Each line that includes "below" must be copied from the records.
**********
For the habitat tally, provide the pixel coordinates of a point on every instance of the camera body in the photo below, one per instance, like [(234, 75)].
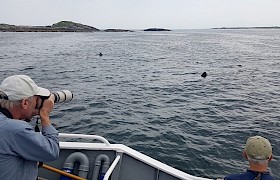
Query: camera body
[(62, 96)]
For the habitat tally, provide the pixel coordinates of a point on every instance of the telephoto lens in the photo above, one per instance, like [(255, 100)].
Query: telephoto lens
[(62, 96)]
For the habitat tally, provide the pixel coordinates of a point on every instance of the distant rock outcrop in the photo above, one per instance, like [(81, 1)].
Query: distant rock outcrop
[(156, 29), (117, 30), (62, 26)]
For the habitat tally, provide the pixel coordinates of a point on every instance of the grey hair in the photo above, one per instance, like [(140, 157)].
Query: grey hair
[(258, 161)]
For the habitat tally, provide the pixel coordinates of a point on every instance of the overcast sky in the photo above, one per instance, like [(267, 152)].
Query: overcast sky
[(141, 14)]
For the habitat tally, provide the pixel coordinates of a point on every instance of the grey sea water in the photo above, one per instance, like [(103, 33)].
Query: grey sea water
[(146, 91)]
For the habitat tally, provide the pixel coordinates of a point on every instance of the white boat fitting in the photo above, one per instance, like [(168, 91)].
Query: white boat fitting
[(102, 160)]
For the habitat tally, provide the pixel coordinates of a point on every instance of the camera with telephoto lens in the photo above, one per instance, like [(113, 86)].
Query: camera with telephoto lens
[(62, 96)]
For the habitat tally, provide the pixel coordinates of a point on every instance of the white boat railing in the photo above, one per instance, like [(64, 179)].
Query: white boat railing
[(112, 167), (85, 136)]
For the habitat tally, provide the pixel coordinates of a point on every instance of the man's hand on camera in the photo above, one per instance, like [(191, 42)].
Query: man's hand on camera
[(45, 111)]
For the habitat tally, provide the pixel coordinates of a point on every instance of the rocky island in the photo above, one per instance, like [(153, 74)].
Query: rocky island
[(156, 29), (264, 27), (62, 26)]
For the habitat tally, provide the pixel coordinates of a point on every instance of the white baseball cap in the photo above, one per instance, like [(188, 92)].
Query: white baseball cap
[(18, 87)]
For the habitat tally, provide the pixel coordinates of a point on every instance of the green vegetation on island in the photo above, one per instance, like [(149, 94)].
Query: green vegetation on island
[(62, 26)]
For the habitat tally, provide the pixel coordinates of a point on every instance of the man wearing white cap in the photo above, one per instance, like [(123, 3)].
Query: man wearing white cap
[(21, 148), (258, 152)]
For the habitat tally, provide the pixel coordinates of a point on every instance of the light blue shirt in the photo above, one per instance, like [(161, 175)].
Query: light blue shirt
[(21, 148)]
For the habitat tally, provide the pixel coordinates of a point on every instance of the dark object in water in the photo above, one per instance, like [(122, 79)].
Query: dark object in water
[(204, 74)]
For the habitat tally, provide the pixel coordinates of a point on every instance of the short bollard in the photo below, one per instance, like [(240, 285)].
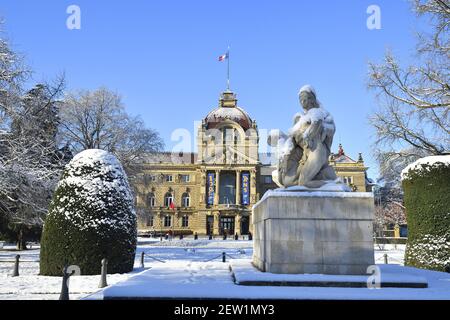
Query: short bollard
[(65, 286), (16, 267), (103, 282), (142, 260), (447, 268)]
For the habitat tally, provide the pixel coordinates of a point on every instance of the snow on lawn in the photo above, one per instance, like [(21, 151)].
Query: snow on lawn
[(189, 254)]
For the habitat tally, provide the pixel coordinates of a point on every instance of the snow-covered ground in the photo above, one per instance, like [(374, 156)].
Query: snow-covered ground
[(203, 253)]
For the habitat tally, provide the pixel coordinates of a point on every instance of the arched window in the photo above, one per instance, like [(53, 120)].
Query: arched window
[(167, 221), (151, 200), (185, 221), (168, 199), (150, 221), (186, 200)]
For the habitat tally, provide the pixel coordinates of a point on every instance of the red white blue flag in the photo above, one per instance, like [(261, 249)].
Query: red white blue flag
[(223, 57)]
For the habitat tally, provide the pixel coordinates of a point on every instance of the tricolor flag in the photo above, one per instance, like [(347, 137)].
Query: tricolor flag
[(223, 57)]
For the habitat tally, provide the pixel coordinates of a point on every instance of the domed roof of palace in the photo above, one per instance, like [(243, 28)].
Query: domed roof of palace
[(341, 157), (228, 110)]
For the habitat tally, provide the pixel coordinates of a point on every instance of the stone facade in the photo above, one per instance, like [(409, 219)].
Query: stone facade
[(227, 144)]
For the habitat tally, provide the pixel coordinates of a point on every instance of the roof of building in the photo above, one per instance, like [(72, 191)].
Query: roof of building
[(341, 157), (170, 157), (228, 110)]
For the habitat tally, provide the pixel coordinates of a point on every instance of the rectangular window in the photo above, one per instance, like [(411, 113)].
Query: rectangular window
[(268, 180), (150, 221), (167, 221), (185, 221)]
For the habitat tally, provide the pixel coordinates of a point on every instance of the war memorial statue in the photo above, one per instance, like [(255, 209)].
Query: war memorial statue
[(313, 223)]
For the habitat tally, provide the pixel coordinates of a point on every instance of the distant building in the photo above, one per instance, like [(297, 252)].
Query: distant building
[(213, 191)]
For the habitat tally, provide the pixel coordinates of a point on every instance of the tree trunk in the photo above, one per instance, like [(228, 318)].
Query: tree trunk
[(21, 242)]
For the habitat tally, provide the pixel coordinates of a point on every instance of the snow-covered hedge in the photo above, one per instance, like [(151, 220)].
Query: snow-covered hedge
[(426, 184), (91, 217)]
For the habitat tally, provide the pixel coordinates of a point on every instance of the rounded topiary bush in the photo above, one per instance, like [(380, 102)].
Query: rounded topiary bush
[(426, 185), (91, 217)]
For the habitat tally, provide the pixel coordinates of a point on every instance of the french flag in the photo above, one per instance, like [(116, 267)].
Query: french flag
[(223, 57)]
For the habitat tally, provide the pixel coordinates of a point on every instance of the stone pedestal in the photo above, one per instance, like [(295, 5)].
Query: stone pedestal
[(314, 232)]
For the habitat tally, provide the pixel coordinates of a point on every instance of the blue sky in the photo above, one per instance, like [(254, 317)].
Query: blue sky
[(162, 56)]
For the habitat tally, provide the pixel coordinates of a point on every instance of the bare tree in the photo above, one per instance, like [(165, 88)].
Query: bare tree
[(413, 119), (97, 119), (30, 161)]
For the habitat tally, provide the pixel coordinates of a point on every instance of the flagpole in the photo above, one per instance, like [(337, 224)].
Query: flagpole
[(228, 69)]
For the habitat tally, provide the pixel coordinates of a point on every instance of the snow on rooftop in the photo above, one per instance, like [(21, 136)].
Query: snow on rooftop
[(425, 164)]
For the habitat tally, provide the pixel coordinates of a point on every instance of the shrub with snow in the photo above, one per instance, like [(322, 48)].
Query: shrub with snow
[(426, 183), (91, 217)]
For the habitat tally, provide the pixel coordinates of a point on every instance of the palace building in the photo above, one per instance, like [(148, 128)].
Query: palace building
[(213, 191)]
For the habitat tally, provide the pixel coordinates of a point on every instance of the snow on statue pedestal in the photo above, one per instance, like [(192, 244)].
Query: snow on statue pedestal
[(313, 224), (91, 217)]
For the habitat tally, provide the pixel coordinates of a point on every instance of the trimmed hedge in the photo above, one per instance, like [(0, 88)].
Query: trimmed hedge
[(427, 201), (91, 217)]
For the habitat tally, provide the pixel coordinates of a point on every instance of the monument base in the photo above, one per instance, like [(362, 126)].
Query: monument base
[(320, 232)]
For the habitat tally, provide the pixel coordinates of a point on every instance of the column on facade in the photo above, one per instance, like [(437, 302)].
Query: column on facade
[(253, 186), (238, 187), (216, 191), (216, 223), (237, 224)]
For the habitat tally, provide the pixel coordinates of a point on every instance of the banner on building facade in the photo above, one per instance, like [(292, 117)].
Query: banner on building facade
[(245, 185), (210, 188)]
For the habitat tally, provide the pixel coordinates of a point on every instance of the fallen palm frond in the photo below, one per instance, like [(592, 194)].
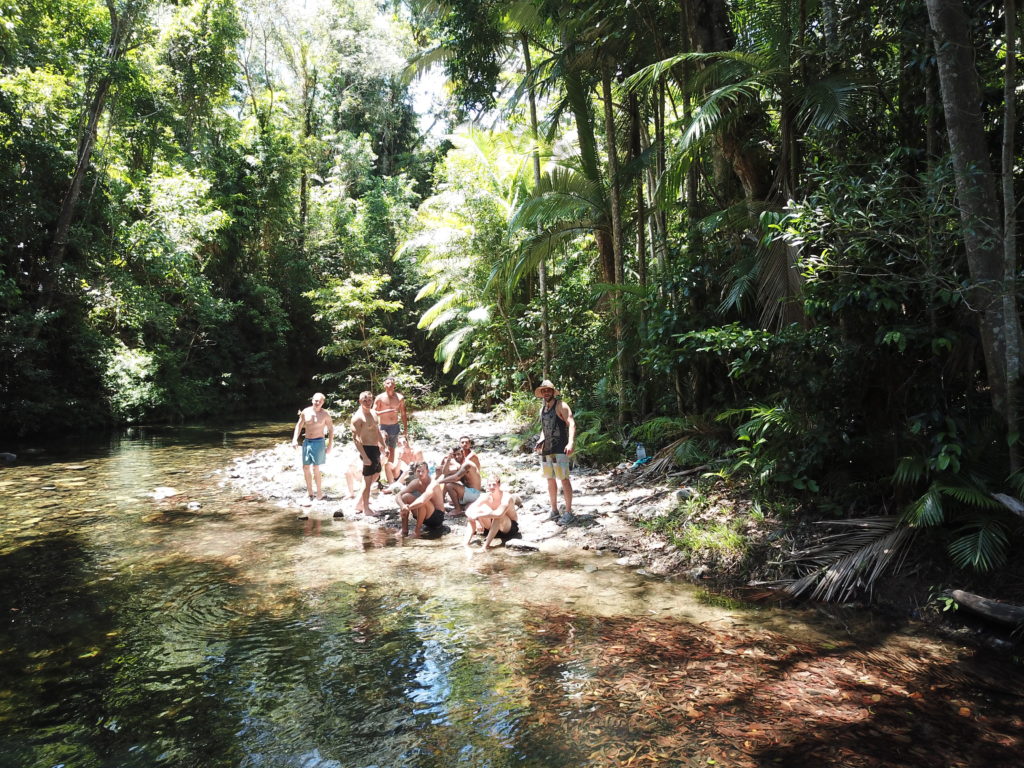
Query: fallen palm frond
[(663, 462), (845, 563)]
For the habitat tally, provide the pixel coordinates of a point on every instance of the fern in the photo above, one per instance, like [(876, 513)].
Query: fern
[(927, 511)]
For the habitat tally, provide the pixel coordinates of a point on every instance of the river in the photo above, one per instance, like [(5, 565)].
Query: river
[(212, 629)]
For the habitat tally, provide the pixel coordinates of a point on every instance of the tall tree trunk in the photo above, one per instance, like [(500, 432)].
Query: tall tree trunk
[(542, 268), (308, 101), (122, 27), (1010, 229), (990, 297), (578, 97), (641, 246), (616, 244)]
**********
=== FINAL ANSWER ===
For the habitat tally, provide the pixel coordinates of a point on every instance of the camera body in the photo below, one per instance, like [(234, 75)].
For the habitat tally, provide the pixel coordinates of a point on every instance of the short bollard in the photo below, one per instance, like [(240, 285)].
For the habitat tally, provide the pixel coordinates of a point on every instance of the fallen palm frond in the photo below, one per instance, like [(592, 194)].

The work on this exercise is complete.